Alıntılanan metin —

+-------+

İstanbullu Gelin’in 76. bölümü kalbimi çok ama çok kırdı,
içime dev bir fil oturdu ve uzun süre oradan kalkmadı. Süreyya’nın bölüm
sonunda içine düştüğü yalnızlık, daha doğrusu nerede olduğunu artık ilk defa o
kadar iyi fark ettiği o sahneler çok üzdü beni. Eminim izleyen herkesi de
üzmüştür. Tüm konağın çift olduğu, pencereden camdan aşk, sevgi ve birbirine
dayanarak hayatta kalmanın o eşsiz ışığının fışkırdığı o anlarda tatlım Süreyya
yalnız kalmak istediğini buyuran bir Faruk yüzünden haline ağlıyordu. Faruk
yüzünden dedim ama aslında belki de başımıza gelen şeyler pek o kadar da başkaları
yüzünden değildir ve bununla yüzleşmek hepimize olduğu gibi Süreyya’ya da zor
geliyordur, onu tam bilemiyorum.

+-------+

Etiketli kutu kayıtları:
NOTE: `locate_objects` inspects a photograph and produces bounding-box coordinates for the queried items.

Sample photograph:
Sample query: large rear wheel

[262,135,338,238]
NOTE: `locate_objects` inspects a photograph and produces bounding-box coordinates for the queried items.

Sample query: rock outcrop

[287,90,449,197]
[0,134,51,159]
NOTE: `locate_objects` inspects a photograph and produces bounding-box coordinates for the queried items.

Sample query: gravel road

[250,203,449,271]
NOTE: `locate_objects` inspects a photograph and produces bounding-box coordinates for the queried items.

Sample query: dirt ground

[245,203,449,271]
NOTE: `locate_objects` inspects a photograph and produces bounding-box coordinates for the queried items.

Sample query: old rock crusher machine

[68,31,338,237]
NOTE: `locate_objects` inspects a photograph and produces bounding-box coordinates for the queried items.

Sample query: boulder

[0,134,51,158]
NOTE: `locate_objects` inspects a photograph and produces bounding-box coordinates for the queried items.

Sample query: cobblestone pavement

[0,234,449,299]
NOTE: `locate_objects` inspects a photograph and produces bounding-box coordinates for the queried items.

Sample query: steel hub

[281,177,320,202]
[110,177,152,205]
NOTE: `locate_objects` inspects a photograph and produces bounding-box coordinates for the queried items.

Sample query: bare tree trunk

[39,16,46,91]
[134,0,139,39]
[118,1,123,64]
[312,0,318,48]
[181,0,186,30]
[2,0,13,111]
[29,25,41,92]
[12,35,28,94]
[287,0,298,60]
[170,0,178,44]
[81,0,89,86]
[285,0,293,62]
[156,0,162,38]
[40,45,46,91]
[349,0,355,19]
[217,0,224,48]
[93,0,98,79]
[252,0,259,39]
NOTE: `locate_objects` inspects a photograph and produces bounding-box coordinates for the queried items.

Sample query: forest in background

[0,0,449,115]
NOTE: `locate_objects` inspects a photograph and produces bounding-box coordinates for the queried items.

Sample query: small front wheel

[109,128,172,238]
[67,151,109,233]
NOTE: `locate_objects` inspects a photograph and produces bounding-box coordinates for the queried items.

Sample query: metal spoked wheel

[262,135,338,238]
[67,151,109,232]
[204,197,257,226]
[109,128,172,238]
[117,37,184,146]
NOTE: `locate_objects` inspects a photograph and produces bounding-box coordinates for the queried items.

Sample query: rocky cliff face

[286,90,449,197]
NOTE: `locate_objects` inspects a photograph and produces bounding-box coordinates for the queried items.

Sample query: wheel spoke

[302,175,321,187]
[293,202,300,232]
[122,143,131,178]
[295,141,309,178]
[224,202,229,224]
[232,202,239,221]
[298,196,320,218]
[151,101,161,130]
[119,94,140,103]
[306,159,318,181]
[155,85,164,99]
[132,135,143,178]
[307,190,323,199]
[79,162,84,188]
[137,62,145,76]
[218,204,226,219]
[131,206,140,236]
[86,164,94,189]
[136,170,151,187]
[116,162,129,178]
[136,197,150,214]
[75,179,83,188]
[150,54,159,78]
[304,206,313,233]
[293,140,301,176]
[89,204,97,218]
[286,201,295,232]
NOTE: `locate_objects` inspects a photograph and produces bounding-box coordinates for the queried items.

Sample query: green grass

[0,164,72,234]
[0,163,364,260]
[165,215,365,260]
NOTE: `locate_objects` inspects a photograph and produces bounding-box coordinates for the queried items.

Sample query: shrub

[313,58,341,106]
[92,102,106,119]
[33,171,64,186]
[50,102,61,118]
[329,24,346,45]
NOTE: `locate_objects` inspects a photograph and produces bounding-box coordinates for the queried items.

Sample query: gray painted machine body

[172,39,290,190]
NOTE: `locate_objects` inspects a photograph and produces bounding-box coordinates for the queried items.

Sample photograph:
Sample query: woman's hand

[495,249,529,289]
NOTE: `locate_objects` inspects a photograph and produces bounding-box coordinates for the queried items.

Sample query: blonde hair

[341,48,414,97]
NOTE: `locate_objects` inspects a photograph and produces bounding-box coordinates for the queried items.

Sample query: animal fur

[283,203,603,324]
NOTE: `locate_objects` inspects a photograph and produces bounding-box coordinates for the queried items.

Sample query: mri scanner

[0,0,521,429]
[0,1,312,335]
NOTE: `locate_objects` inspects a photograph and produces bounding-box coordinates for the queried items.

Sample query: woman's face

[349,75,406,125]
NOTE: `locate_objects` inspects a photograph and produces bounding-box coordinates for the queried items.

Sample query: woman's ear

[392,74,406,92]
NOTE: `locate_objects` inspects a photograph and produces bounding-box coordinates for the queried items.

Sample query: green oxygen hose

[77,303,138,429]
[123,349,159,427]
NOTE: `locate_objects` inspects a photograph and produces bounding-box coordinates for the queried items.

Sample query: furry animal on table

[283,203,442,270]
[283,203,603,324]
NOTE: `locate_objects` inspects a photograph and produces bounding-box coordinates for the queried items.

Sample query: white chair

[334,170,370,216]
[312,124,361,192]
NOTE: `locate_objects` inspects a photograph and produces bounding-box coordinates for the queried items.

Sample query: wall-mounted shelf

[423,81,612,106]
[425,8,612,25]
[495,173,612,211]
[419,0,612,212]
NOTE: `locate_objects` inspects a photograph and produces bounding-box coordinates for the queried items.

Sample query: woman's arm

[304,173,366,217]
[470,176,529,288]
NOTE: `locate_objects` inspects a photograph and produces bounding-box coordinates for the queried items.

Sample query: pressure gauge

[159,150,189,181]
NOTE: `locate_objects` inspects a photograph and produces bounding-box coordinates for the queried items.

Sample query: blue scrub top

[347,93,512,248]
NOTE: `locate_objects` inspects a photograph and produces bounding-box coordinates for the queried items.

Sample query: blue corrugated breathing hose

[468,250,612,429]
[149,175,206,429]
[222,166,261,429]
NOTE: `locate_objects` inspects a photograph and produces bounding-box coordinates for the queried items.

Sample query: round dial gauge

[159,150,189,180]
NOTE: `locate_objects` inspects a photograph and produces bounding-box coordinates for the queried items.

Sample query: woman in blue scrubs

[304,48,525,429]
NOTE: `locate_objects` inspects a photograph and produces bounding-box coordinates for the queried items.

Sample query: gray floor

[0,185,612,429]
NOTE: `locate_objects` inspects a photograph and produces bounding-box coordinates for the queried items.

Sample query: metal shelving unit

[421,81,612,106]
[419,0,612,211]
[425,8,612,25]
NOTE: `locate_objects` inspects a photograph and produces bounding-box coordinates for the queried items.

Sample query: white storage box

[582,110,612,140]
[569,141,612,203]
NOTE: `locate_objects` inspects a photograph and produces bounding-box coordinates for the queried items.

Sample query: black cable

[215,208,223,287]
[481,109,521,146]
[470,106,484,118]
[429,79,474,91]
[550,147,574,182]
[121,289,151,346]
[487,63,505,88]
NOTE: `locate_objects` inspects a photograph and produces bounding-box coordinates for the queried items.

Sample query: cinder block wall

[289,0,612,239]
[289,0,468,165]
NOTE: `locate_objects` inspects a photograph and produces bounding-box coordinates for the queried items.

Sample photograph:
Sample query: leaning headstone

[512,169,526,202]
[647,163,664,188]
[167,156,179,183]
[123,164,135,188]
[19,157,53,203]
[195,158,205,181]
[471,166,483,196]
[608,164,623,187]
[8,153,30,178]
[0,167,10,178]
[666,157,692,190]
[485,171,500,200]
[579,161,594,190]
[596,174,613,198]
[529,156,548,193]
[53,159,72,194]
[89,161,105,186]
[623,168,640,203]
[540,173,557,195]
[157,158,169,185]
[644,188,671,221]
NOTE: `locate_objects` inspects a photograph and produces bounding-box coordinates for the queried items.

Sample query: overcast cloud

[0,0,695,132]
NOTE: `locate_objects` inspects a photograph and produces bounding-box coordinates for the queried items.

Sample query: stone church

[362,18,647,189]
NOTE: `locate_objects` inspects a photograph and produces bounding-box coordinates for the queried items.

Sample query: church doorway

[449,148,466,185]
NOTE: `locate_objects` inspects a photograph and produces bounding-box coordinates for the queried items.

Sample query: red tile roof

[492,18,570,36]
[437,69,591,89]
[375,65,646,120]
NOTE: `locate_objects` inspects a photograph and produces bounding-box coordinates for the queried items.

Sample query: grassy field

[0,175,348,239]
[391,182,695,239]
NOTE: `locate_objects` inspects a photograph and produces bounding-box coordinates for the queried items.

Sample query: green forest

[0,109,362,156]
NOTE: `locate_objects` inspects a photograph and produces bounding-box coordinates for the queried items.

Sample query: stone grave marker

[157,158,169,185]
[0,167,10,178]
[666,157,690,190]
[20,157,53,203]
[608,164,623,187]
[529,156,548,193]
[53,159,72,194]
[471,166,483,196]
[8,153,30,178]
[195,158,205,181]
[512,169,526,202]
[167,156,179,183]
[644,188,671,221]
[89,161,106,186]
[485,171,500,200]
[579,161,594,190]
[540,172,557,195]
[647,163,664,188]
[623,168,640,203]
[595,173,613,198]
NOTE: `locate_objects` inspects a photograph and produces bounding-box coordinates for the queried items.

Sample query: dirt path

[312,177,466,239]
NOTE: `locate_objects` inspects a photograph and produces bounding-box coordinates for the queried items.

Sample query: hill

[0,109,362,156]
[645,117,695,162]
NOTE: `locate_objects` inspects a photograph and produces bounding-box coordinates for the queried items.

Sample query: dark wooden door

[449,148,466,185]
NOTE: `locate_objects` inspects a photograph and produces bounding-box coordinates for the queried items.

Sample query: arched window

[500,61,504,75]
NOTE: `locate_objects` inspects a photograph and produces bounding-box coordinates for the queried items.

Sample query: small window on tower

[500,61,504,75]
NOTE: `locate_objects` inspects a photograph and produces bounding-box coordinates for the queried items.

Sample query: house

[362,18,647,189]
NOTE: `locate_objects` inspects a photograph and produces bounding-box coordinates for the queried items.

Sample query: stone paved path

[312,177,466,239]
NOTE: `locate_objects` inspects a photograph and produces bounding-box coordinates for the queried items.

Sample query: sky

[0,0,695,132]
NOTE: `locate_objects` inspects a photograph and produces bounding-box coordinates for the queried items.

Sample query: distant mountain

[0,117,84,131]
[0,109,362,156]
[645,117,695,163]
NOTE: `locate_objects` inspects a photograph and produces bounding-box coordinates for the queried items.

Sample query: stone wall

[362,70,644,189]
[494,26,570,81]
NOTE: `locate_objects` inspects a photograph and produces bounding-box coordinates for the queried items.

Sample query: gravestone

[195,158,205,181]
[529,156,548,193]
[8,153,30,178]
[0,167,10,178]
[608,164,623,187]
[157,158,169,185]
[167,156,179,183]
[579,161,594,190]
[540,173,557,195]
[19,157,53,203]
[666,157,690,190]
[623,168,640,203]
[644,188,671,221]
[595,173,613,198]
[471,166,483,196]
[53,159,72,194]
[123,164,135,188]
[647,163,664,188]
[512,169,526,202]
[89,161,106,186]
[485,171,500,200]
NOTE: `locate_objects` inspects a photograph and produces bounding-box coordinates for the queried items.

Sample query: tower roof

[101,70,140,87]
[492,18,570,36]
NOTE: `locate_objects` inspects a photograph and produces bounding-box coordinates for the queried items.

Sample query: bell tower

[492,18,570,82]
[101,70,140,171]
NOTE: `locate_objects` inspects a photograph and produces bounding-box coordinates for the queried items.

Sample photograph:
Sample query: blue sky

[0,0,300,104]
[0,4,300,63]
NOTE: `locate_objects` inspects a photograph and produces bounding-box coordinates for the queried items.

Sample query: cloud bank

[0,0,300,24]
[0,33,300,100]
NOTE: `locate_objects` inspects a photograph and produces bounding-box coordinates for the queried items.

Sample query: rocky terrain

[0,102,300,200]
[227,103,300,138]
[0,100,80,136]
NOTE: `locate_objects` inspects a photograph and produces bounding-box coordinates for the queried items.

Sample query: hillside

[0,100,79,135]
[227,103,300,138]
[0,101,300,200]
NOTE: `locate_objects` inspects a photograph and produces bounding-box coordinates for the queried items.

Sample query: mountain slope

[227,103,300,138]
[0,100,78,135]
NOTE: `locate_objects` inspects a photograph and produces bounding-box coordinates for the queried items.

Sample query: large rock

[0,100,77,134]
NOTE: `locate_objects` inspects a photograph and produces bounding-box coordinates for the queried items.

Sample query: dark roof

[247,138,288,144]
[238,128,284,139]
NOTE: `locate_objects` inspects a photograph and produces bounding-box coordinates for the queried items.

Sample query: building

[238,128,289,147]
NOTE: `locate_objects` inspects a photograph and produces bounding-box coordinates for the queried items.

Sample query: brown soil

+-------+

Yapılacaklar —
1) İstanbullu Gelin yazısından "İstanbullu Gelin’in 76." ile "onu tam bilemiyorum." arasındaki kısmı, bu iki ifade de dahil olmak üzere aynen alıntılayın.
2) İstanbullu Gelin yazısını kaldığı yerden sürdürün.
Bu satırlara ihtiyacınız olmayacak.

Yanıtlar —
1)
İstanbullu Gelin’in 76. bölümü kalbimi çok ama çok kırdı,
içime dev bir fil oturdu ve uzun süre oradan kalkmadı. Süreyya’nın bölüm
sonunda içine düştüğü yalnızlık, daha doğrusu nerede olduğunu artık ilk defa o
kadar iyi fark ettiği o sahneler çok üzdü beni. Eminim izleyen herkesi de
üzmüştür. Tüm konağın çift olduğu, pencereden camdan aşk, sevgi ve birbirine
dayanarak hayatta kalmanın o eşsiz ışığının fışkırdığı o anlarda tatlım Süreyya
yalnız kalmak istediğini buyuran bir Faruk yüzünden haline ağlıyordu. Faruk
yüzünden dedim ama aslında belki de başımıza gelen şeyler pek o kadar da başkaları
yüzünden değildir ve bununla yüzleşmek hepimize olduğu gibi Süreyya’ya da zor
geliyordur, onu tam bilemiyorum.

2)
Ait olduğun yer tam da orası aslında
Süreyya’nın Özgür’le Faruk’u öpüşürken görmesi ve Faruk’un
açıklamaları ile doğal olarak sakinleyemeden kendini yollara vurması arkadaşının
sahneye çıktığı barda bitti. Onca kalp kırıklığının arasında bile Süreyya
aslında sahnede ışıldıyor çünkü orası onun ait olduğu yer. Müzik onun bildiği
tek varoluş şekli, sahne onun yuvası. Süreyya’nın sahnedeki ışığına vurulan
Faruk’un onu bu ışıktan mahrum etmesinden ve Süreyya’nın da bunu
kabullenmesinden nefret ediyorum. Dünyanın en büyük aşkı da olsa bunu
kaldırabilecek bir ilişki olduğuna inanmıyorum, nitekim Süreyya ve Faruk’un
sevgisi de artık bunu kaldırmıyor. Süreyya’nın olmak istediği kişiden ne kadar
uzağa düştüğünü artık iyiden iyiye fark ettiği günlerdeyiz. Gece gördüğü kâbustaki
kıyafetleri, kulağında annesinin o tek küpesi bile yetiyor bunu bize anlatmaya.
Süreyya’nın halinin tek sebebi asla Faruk’un yaptıklar değil aslında, kendine
bu kadar ihanet ettiğini düşünmesi yoruyor onu. Haksız da diyemem.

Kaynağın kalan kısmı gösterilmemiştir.